%%
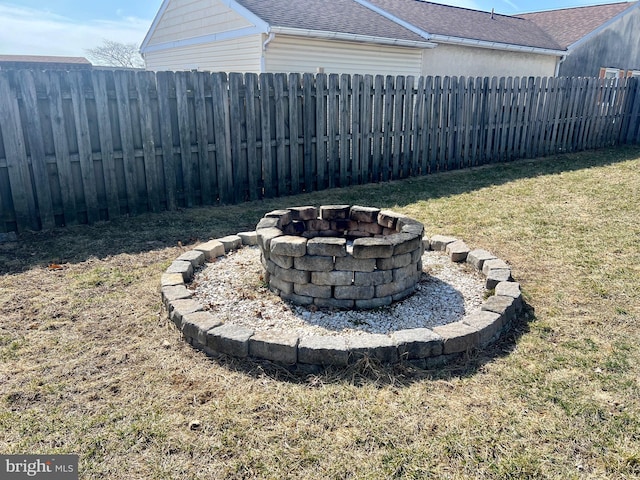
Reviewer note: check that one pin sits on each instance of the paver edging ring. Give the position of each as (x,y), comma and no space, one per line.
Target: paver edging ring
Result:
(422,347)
%%
%%
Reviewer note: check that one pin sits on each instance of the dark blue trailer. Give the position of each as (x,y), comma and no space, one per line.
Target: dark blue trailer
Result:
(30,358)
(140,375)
%%
## [WHAT IS ASKED]
Report every line of the entries above that contains the string "instance", copying each such line in full. Case counts.

## [RESULT OF THE TASK]
Reviewer note: check that one pin sits on each instance of the paver edging ring. Give the position of each as (x,y), comma and no space, one per line.
Reviewer note: check that one pin sits on each instance of the dark blue trailer. Give the position of each as (x,y), comma and no space, one per line.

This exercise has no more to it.